**INPUT MATERIAL**
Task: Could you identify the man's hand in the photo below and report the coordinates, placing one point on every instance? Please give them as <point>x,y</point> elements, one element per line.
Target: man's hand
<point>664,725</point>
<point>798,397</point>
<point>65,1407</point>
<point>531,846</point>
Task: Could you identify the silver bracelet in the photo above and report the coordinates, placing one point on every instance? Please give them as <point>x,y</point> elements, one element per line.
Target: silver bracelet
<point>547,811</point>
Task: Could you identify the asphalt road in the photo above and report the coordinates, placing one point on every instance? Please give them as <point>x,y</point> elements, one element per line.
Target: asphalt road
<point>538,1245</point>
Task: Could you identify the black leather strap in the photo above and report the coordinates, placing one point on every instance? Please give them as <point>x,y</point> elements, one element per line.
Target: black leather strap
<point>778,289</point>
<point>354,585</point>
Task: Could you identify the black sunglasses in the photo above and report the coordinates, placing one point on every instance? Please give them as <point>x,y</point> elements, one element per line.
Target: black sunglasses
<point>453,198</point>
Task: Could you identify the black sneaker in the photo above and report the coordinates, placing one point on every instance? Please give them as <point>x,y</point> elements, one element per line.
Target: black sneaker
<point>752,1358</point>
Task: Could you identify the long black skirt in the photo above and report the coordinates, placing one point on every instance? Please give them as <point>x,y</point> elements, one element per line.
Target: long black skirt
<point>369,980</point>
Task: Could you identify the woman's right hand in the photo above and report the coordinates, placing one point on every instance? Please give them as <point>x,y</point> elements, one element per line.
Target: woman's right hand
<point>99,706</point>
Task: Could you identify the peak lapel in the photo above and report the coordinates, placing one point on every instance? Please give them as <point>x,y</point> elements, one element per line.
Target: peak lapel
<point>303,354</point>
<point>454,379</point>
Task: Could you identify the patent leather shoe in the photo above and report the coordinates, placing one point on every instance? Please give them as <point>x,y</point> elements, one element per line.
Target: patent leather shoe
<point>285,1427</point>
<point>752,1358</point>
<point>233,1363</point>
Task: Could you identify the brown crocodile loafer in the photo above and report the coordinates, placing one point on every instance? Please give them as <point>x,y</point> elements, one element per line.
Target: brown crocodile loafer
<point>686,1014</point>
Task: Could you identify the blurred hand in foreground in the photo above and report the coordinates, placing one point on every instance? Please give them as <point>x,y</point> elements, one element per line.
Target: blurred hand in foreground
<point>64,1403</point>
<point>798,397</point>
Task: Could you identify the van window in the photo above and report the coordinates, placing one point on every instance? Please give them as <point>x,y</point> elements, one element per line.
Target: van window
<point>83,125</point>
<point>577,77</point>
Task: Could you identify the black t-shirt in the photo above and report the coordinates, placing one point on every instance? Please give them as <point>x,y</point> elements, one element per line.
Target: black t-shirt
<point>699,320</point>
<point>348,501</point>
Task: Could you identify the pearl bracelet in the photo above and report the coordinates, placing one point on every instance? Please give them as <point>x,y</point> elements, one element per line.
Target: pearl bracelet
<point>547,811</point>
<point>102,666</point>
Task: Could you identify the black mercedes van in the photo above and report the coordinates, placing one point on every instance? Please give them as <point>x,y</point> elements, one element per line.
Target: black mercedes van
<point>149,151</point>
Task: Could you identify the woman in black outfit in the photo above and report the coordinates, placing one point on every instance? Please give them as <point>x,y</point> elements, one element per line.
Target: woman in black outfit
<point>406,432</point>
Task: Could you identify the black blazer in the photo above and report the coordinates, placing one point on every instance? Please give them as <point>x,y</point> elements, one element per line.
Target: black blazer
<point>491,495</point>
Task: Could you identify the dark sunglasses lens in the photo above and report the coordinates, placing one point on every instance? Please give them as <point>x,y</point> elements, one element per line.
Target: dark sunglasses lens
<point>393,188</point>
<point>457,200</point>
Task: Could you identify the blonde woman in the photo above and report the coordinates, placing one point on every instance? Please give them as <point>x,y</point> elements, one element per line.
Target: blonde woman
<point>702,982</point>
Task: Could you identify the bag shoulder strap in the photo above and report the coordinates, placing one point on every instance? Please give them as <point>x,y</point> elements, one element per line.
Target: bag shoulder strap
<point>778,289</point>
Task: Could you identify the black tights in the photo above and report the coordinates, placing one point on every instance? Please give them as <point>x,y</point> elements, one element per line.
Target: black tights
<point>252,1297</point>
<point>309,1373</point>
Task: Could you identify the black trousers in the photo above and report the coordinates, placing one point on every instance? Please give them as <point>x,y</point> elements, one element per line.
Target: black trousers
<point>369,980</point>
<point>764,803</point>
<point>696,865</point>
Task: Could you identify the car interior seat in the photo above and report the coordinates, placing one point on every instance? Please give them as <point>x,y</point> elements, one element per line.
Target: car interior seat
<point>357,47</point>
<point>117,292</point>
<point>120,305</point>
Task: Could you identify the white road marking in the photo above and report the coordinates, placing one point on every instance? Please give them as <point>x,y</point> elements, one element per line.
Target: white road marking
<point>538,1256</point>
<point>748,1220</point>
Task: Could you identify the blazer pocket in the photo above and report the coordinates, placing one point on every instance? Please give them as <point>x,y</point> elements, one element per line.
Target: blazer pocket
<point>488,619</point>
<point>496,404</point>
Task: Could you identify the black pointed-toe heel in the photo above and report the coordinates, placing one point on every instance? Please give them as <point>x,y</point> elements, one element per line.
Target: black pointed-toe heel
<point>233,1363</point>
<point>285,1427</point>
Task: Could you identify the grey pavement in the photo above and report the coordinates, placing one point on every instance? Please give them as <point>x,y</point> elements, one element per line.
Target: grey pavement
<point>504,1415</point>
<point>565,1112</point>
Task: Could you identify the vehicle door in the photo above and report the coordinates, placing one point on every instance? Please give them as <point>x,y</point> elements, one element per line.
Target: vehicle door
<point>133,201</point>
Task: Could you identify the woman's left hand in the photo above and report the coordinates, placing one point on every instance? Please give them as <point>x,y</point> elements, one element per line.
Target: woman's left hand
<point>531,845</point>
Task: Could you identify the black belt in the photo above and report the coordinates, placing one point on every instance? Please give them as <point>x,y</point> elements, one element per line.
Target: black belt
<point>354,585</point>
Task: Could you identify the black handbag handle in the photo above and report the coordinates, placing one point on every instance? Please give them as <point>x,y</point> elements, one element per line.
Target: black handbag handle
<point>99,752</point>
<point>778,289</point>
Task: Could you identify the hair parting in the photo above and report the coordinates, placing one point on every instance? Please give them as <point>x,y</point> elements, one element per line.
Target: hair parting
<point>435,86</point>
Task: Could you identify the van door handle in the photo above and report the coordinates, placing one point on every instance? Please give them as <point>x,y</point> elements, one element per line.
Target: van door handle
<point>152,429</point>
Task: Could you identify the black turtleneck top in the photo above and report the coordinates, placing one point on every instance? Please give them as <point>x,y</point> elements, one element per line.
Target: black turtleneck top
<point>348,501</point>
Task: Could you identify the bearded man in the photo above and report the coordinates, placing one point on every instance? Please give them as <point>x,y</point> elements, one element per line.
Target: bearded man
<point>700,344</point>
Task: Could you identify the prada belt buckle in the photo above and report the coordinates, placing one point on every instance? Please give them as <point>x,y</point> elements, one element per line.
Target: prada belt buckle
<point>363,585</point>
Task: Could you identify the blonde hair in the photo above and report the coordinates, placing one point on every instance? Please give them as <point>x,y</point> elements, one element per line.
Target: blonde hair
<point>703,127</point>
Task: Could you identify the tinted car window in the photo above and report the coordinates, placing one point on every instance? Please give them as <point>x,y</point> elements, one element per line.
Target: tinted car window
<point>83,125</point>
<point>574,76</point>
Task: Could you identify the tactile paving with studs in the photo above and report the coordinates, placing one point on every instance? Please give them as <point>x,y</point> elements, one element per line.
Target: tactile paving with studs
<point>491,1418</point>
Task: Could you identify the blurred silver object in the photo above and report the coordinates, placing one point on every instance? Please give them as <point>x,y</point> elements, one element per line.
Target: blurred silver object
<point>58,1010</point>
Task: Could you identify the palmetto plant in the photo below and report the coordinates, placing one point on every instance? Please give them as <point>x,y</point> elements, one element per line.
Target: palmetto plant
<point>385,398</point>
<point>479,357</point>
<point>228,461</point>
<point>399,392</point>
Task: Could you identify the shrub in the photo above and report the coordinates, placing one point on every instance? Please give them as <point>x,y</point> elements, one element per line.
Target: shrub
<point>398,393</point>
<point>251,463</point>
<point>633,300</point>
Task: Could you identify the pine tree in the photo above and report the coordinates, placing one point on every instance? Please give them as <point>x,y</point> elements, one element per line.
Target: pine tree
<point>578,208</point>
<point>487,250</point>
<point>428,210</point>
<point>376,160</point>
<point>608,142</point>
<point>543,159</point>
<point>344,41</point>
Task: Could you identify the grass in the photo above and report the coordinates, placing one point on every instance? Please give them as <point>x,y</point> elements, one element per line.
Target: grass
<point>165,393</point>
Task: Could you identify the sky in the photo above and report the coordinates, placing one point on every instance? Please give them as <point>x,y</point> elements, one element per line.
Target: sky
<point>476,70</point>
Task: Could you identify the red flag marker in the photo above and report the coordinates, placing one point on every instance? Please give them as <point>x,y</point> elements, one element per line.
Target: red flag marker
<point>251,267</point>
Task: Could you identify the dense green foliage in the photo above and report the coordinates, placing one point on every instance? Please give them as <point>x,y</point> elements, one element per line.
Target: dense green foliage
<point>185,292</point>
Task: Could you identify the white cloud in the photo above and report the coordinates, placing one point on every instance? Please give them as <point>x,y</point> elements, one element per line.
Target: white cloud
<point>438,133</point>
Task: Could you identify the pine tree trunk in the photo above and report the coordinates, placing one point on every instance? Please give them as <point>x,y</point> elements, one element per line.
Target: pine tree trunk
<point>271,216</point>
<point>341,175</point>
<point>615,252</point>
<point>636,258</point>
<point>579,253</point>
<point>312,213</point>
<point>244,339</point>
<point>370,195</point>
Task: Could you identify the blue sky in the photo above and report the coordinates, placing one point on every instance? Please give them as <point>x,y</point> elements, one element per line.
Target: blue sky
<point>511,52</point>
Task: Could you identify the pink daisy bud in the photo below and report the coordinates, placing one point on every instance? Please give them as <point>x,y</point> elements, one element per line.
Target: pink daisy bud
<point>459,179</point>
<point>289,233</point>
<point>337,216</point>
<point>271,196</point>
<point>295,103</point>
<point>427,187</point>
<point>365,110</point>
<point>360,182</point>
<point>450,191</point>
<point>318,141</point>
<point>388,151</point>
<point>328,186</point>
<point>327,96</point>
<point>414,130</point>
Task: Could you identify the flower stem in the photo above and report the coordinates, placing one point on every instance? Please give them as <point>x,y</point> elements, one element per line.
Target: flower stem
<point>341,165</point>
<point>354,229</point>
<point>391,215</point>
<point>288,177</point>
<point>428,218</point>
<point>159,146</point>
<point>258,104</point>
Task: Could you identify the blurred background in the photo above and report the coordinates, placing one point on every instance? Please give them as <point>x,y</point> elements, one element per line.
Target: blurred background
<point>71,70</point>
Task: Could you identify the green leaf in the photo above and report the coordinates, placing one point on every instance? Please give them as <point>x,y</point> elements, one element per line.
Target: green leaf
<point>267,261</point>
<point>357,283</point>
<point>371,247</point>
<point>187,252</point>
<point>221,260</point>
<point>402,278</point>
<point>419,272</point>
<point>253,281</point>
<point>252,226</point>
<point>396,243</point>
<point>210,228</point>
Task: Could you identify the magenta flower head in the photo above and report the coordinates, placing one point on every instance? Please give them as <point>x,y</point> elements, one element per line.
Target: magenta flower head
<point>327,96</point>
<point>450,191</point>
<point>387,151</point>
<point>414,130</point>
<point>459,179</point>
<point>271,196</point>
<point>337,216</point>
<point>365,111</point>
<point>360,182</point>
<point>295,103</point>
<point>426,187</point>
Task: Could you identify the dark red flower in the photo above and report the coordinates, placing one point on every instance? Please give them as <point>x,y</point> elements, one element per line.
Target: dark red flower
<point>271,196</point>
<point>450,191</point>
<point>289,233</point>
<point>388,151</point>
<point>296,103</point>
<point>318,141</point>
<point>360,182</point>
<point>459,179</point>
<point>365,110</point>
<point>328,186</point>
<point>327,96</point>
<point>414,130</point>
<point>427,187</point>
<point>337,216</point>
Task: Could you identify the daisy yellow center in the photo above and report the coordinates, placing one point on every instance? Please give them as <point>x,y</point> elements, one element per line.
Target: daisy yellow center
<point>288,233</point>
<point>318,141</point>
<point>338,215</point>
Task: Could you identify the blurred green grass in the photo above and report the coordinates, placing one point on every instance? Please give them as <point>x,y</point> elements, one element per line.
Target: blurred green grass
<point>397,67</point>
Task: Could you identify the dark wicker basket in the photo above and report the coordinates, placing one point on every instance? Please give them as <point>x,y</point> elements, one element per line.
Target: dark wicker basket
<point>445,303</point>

**WHAT TO PRODUCE**
Write out, word for word, the lines of the entries from the line with "Task: Could you identify the van window" to the line with "<point>102,666</point>", including both of those lines and nothing else.

**EXERCISE RESPONSE**
Task: Could you identify the van window in the photo above and report the coordinates, placing one point on every instance? Please give them as <point>x,y</point> elements, one element per line.
Target: van window
<point>83,125</point>
<point>577,77</point>
Task: Could you identify the black t-shirt in the photo above and report the coordinates, placing one point on every instance? Please give them as <point>x,y</point> elements, one element per line.
Target: black t-shirt
<point>699,320</point>
<point>348,501</point>
Task: Could you identify the pearl bracelet in the photo above and report the coordinates, placing one point on every instance? Please give them as <point>x,y</point> elements, one element per line.
Target: pearl bracelet
<point>547,811</point>
<point>102,666</point>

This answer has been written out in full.